*What to do:*
A - Write out the care home passage between "But what would" and "so many challenges.", inclusive.
B - Answer these questions on the care home passage:
(i) What fraction of care homes in England advertise themselves as homely places?
(ii) What share of care home beds are less than four feet wide?
(iii) Which house gave Bilbo a welcome and a safe space to age?
C - Which figures does the care home passage state as percentages?

*Selected excerpt:*
After many adventures, Bilbo moved from his independent life at Bag End to a retirement home. The House of Elrond in Rivendell provided him with a welcome and a safe space to age, write his memoirs and build his friendships before taking ship to the Undying Lands. It was his Last Homely House.
Tolkien’s hero is eager for excitement while nostalgically searching for home, and perhaps this is part of his appeal. We identify with him and our own smile dances at the corner of our mouth as we read of fellowship, feasting and music. Perhaps the longing for home is universal and grows with age, so it is no surprise that three quarters of care homes in England advertise themselves as homely places. It is easy to tap into this image.
But what would change if a care home acted on its own marketing? If the last house really was homely? People eat when they want in a home, but not in a school. Residents come and go as they please in a home, but not in a prison. Everyone sits round the same dining table in a home, not in a restaurant. There are so many challenges.
Let’s take a peep at the sleeping arrangements. Only a few of us grew up in a house with more than three bedrooms, and more than five is vanishingly rare. Anything bigger is a hotel, especially when the bedrooms are reached via a long corridor. Only fifteen percent of bed sales consist of single beds, and 21% of the population are under 18 years old, so we are buying doubles for ourselves and our children. In contrast, 84% of care home beds are less than four feet wide (see here for the evidence). Years ago, it was easy to book a hotel room with a single bed to save a bit of money, but nowadays, everyone wants a King size. Manufacturers have responded to the needs of sleepers with disabilities by providing doubles that rise and fall, that can be profiled to accommodate those who need help to sit up, and where each side operates independently. As a result, frailty and disability is no bar to spreading out in bed when sleeping alone or cuddling a loved one.

Stored data
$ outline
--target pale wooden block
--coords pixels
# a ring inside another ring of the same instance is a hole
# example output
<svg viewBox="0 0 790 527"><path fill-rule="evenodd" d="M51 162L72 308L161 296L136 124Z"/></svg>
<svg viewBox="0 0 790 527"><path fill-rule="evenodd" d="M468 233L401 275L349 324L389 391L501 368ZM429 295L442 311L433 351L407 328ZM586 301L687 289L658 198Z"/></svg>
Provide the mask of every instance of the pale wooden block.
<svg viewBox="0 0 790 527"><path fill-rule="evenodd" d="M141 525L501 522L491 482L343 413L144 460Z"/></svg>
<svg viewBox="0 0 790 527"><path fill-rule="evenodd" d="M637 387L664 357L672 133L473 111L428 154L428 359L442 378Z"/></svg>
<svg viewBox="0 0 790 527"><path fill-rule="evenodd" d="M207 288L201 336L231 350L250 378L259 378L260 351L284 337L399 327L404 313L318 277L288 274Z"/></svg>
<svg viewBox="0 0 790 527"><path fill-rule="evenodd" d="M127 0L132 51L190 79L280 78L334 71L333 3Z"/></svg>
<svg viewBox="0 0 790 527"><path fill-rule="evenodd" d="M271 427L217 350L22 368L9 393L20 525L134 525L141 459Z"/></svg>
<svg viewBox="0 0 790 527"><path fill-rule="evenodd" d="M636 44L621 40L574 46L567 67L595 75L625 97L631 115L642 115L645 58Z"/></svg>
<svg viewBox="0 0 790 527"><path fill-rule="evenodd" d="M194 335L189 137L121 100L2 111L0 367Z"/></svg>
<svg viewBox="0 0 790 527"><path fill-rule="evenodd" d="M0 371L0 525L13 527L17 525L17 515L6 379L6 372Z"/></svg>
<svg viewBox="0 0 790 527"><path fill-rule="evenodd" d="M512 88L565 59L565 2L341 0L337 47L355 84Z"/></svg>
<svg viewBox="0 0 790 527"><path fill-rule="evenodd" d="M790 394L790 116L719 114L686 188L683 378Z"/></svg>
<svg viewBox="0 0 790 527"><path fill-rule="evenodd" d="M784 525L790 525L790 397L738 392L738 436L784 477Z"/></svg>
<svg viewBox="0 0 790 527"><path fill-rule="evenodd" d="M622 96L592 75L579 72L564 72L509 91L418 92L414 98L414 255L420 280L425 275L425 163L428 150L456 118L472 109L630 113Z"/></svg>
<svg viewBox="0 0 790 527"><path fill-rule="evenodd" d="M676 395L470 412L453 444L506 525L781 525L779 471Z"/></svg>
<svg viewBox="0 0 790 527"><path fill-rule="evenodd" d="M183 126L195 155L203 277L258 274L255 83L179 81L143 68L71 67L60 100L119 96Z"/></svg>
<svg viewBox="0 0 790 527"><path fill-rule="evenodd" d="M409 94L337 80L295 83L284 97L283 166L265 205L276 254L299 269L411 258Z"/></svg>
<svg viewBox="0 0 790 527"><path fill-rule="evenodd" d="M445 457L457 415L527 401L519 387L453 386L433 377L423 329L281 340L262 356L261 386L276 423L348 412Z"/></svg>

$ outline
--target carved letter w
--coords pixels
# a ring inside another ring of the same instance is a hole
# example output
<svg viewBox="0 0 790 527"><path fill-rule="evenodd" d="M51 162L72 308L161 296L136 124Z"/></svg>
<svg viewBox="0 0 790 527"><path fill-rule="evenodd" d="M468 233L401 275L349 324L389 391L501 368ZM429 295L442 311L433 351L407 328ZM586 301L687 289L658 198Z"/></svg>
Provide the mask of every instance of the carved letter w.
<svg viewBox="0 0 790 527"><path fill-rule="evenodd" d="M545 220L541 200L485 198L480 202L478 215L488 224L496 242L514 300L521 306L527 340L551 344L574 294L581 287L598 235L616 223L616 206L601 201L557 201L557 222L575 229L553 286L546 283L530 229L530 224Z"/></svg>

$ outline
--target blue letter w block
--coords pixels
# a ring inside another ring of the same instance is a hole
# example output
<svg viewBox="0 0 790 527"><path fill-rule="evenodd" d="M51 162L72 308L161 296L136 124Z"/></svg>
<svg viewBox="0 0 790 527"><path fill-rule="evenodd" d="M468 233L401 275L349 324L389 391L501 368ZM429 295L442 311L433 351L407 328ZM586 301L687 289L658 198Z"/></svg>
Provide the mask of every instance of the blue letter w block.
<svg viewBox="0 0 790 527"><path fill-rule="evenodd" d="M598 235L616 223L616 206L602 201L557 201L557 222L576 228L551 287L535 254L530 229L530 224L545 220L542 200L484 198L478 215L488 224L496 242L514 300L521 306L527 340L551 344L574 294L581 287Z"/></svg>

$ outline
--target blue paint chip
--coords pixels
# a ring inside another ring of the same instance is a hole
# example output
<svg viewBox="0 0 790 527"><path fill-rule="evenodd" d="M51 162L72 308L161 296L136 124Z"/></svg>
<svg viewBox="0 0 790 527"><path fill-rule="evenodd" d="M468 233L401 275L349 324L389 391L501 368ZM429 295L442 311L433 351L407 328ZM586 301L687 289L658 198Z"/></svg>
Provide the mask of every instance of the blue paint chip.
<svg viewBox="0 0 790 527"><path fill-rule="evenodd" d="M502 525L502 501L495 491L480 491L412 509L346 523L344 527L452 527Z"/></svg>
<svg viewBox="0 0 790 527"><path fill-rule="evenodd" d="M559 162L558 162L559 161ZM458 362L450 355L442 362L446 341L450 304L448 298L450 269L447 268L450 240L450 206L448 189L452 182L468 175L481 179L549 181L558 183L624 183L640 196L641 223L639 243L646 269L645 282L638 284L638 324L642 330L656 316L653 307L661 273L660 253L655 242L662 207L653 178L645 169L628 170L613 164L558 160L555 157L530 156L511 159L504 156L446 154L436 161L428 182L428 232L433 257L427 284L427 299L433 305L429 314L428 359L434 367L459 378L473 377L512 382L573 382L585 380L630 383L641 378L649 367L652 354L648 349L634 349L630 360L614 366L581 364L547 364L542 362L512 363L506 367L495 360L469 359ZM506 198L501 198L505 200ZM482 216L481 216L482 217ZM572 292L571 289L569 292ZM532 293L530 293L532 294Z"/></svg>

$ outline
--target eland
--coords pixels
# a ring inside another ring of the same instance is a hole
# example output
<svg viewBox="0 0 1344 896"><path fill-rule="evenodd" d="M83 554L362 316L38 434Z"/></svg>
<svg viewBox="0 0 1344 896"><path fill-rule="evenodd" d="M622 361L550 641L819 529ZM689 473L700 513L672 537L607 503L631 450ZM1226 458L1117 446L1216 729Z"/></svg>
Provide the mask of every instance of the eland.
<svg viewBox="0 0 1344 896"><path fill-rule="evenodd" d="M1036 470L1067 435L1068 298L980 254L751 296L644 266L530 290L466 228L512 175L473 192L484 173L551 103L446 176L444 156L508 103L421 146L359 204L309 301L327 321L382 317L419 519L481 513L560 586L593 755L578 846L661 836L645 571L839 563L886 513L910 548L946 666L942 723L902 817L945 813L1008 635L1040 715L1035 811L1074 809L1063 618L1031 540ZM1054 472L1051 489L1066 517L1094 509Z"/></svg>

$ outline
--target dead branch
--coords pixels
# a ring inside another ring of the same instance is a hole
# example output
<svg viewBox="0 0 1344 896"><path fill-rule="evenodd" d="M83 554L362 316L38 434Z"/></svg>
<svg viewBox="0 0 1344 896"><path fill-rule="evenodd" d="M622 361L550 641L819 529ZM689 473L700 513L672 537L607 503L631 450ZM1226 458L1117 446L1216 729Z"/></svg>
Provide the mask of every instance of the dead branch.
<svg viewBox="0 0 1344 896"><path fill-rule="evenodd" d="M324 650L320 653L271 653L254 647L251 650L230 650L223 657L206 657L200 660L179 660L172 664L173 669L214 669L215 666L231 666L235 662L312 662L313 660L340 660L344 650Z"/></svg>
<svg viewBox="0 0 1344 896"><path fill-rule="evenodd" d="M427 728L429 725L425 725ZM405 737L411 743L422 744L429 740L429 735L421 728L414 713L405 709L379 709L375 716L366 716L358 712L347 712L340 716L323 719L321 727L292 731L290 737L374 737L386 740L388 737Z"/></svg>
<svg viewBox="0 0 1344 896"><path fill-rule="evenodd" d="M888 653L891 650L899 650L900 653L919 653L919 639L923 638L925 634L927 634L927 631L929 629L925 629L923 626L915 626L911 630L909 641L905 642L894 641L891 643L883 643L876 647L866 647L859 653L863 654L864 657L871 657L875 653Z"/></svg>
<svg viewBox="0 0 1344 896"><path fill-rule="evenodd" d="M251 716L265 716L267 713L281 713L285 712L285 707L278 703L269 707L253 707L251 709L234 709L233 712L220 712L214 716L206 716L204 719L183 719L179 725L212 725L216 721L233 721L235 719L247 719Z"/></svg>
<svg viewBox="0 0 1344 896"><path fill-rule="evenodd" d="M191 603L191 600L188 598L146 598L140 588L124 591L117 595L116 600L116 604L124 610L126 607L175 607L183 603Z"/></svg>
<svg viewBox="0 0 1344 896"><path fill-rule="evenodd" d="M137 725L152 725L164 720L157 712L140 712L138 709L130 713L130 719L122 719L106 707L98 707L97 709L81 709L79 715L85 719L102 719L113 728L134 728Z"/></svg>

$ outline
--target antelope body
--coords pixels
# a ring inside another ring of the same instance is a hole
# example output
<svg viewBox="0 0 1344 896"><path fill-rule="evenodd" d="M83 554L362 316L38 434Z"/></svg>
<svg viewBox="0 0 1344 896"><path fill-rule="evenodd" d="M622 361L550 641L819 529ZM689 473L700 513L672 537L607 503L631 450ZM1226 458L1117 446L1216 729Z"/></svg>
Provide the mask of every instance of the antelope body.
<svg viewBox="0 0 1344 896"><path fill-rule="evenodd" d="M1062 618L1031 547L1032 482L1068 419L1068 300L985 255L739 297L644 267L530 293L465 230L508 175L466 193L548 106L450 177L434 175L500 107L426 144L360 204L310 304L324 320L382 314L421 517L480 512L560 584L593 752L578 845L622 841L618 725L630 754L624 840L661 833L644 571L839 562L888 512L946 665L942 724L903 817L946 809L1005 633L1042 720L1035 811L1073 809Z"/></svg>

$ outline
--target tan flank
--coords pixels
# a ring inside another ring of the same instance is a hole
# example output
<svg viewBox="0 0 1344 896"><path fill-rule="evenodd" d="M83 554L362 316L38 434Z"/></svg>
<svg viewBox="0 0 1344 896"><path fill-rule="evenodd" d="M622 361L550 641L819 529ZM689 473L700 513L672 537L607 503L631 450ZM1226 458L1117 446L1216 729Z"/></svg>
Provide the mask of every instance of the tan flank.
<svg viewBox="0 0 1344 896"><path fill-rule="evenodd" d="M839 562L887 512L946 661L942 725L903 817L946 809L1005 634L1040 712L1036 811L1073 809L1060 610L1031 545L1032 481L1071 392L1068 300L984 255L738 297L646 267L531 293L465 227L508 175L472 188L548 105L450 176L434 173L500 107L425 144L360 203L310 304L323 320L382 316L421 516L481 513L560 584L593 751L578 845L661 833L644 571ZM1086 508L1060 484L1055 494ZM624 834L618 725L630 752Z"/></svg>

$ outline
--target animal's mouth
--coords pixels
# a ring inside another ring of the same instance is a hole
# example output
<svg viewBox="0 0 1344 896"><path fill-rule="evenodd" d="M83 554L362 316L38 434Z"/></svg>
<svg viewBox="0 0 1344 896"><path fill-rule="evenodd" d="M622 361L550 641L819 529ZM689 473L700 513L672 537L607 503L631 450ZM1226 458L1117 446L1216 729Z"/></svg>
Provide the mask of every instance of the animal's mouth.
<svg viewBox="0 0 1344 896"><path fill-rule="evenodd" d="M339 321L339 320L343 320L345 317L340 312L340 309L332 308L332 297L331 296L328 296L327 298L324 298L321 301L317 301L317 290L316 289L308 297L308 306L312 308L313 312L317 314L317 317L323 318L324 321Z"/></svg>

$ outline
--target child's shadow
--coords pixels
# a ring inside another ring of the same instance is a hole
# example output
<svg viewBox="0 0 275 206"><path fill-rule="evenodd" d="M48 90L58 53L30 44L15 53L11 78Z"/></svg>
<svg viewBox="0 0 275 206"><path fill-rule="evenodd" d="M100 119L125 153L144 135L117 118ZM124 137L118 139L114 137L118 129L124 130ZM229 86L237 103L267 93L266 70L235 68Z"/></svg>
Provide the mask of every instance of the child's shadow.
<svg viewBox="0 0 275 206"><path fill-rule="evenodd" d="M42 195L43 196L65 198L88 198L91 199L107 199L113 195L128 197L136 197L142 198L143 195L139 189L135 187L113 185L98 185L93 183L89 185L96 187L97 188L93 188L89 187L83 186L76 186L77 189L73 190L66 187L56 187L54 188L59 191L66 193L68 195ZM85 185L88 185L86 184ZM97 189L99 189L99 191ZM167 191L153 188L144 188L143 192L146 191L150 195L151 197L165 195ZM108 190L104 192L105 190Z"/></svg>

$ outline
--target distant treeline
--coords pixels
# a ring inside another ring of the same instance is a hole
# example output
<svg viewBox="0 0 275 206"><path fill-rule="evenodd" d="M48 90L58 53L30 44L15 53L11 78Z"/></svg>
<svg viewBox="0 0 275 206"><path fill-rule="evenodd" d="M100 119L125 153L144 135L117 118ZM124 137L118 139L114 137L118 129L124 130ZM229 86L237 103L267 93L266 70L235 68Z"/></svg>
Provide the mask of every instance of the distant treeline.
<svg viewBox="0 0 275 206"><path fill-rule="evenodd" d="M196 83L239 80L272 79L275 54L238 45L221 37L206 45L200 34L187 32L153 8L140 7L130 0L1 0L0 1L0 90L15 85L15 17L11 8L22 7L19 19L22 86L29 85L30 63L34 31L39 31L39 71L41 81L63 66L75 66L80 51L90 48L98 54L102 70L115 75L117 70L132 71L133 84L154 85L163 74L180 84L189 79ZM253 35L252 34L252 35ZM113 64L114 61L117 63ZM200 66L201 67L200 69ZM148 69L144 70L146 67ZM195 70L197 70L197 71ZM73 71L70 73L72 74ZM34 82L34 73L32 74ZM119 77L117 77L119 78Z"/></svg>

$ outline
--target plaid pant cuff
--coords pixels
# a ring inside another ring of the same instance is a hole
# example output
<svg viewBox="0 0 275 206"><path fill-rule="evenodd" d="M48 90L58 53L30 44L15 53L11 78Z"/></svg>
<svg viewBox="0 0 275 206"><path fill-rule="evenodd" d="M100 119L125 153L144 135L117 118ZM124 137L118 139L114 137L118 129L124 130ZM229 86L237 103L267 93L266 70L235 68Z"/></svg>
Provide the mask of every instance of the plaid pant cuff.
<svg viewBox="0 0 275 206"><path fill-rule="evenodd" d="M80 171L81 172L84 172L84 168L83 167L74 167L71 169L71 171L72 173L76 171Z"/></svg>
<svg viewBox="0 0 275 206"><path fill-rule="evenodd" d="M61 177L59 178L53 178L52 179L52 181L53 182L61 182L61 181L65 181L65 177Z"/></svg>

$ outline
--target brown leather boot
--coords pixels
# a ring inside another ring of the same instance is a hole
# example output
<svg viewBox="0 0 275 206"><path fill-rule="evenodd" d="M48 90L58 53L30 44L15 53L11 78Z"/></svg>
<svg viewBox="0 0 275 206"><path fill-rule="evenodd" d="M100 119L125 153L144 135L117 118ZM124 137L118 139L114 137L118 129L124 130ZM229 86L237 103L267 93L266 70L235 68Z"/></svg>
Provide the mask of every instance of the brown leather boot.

*Solutions by task:*
A -
But what would change if a care home acted on its own marketing? If the last house really was homely? People eat when they want in a home, but not in a school. Residents come and go as they please in a home, but not in a prison. Everyone sits round the same dining table in a home, not in a restaurant. There are so many challenges.

B -
(i) Three quarters
(ii) 84%
(iii) The House of Elrond in Rivendell

C - fifteen percent, 21%, 84%